RECORDS.

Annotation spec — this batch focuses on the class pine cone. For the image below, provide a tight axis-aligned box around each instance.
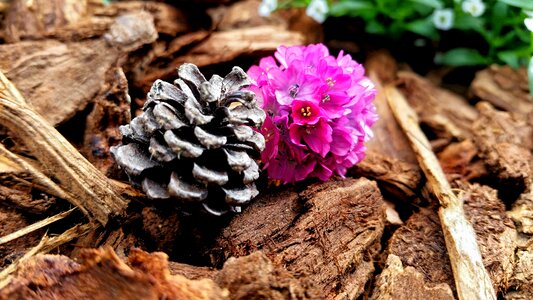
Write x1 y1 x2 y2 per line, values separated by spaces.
111 64 265 215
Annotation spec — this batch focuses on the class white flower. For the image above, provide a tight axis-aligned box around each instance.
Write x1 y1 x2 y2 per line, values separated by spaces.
433 8 453 30
258 0 278 17
461 0 485 17
524 17 533 32
305 0 329 23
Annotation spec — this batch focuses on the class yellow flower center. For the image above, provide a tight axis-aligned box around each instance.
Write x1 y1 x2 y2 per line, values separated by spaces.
300 106 312 118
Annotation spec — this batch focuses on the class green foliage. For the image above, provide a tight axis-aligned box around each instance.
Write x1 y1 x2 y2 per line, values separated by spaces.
274 0 533 94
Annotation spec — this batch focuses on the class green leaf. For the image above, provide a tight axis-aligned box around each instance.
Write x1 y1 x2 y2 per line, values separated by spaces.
409 0 443 9
453 15 483 32
329 0 376 17
435 48 489 66
405 18 439 41
365 20 387 34
497 51 520 69
499 0 533 10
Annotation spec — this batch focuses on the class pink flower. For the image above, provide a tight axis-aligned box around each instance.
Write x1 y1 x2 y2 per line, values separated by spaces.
248 44 377 183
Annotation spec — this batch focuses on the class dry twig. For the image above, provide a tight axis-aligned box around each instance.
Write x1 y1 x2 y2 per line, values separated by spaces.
0 223 98 290
0 72 127 225
0 208 76 245
385 86 496 300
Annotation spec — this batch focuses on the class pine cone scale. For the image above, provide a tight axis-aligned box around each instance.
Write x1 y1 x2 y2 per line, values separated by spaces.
112 64 266 215
168 172 208 202
164 130 204 158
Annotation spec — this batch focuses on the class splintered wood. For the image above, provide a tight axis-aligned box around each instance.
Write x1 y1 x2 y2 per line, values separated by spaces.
0 247 314 300
0 72 127 225
385 86 496 300
213 178 385 299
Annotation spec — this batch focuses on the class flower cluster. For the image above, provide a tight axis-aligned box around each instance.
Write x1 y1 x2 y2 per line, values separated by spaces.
432 0 486 30
248 44 377 183
258 0 329 23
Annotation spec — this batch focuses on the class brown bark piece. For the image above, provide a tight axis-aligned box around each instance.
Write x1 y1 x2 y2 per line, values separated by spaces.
90 1 190 37
0 12 157 125
350 151 422 200
4 0 87 43
208 0 324 44
470 65 533 114
388 184 516 291
463 184 517 292
81 68 131 176
217 178 385 299
472 102 533 194
398 72 478 142
0 207 42 270
387 209 455 290
172 25 304 67
132 25 303 91
504 236 533 300
214 251 310 300
366 52 417 164
0 248 227 299
370 254 455 300
0 184 56 215
3 0 186 42
437 140 488 182
168 261 218 279
508 191 533 234
142 207 183 253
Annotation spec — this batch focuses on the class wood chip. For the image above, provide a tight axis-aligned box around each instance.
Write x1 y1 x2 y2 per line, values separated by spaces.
214 251 311 300
0 72 127 224
470 65 533 114
508 186 533 234
437 140 489 182
213 178 385 299
350 150 422 201
472 102 533 201
4 0 87 43
370 254 455 300
0 12 157 126
0 208 75 245
398 72 478 142
0 248 228 300
385 86 496 299
504 236 533 300
366 52 416 164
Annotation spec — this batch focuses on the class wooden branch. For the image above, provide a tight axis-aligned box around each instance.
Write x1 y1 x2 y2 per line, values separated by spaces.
385 86 496 300
0 208 76 245
0 223 98 290
0 72 127 225
0 144 74 203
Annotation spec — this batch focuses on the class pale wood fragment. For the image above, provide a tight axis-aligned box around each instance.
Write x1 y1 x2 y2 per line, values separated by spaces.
0 223 94 290
385 86 496 300
0 208 76 245
0 144 70 202
0 72 127 225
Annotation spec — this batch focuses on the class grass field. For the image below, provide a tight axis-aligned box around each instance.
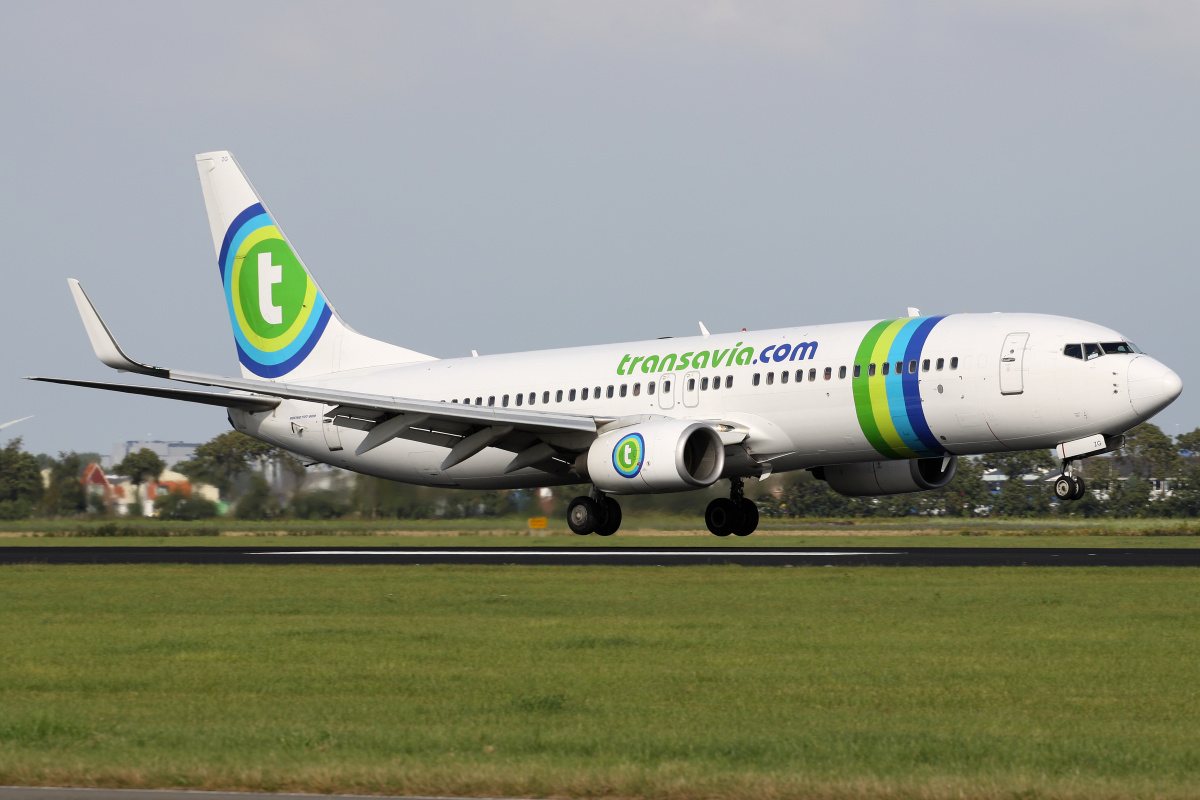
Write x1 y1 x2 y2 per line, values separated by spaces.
0 563 1200 799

REQUIREMENTS.
Could you quote all of the data above word for word, leaving the pictures out of your answer?

EXERCISE OUTPUT.
Annotation spec — this batch focuses on the class pine cone. For the image below, provide a tight axis-aligned box around each instance.
Write x1 y1 x2 y2 per line, values separated by spaces.
111 64 265 215
Annotation spec — this batch focuses on the class white flower. For the image above, provide a tight axis-aligned box around each instance.
Write x1 y1 x2 y2 per line, values separated by spaces.
433 8 453 30
258 0 278 17
461 0 485 17
524 17 533 32
305 0 329 23
Annotation spec — this batch focuses on the class yellow flower center. For the image above, provide a tight axis-aligned box around each instance.
Write x1 y1 x2 y2 per line, values separated by spaces.
300 106 312 118
Annotation spec — this batch focuses on the class green foliage. For the image above, provide a tight axis-aligned box around each instance.
Write x1 y1 x2 y2 per line, values separated by spaces.
274 0 533 94
Annotation spec — this batch focuses on the class green leaf. For the image above, provide a tight axis-aligned box around each instance.
Write x1 y1 x2 y2 per line, values separated by spaces.
409 0 443 9
453 15 483 32
329 0 376 17
435 48 489 66
405 18 439 41
365 20 387 34
497 51 520 69
499 0 533 10
Annotation spec — this batch focuses on the class pink flower. For the image above, provide a tight axis-aligned box around each instance.
Write x1 y1 x2 y2 per line, values separated by spaces.
248 44 377 183
Annotation spec — this batch focuses on the class dry twig. For the image above, provide a tight axis-aligned box around each instance.
Write x1 y1 x2 y2 per line, values separated by spaces.
0 223 98 290
0 72 127 225
0 208 76 245
385 86 496 300
Annotation spec — this batch focuses on the class pine cone scale. For the image above, provide a tight axis-aligned box around each instance.
Write x1 y1 x2 y2 per line, values separated by spaces.
112 64 266 215
168 172 208 202
164 130 204 158
Annotation spec — this batch focuses on the class splintered wood. For the image above, provide a tight axis-aligned box around each instance.
Write x1 y1 x2 y2 per line, values separated by spaces.
0 247 314 300
0 72 127 225
385 86 496 300
213 178 385 299
Annotation spec — this batch focuses on the class flower cluster. For the image above, provide a tight axis-aligned box around each instance.
Write x1 y1 x2 y2 per line, values separated by spaces.
432 0 486 30
248 44 377 183
258 0 329 23
Annotation spec — this batch focuses on the class brown bark piece. For the image above, provide a tight axis-aligned box around each instance.
Write x1 y1 x2 y2 per line, values separated by spaces.
90 1 190 37
0 12 157 125
350 151 422 200
4 0 87 43
208 0 324 44
470 65 533 114
388 184 516 291
463 184 517 292
81 68 131 176
217 178 385 299
472 102 533 194
398 72 478 142
0 207 42 270
387 209 455 290
172 25 304 67
132 25 303 91
504 236 533 300
214 251 310 300
366 52 417 164
0 248 227 299
370 254 455 300
0 184 56 215
3 0 186 42
437 140 488 182
168 261 218 279
508 191 533 234
142 207 183 253
Annotation spec — this batch focuses on the class wood chip. For the image above, provide a tight axis-aligned box around each instance.
Write x1 y1 x2 y2 per line, values separated by spaces.
214 251 311 300
0 72 127 224
470 65 533 114
508 186 533 234
437 140 489 182
213 178 385 299
350 150 422 201
472 102 533 201
4 0 87 43
370 254 455 300
0 12 157 126
0 208 75 245
398 72 478 142
0 248 228 300
385 86 496 299
504 236 533 300
366 52 416 164
Annotation spec — this batch focuses on the class wooden branch. For the image above, provide a tight axis-aligned box around each instance.
Write x1 y1 x2 y2 per line, values separated by spaces.
385 86 496 300
0 208 76 245
0 223 98 290
0 72 127 225
0 144 74 203
Annotation spec — this batch focuses on the class pale wood fragment. For the image above, provide a tight axis-aligned box around each instance.
Write x1 y1 x2 y2 per line, values separated by spaces.
0 223 94 290
385 86 496 300
0 208 76 245
0 144 70 202
0 72 127 225
Annotation spec — this batch focuses on the class grass field. For the image below, provide a tight axis-aligned box around each instance.
Write x1 y1 x2 y2 per line, values separated by spaces.
0 563 1200 799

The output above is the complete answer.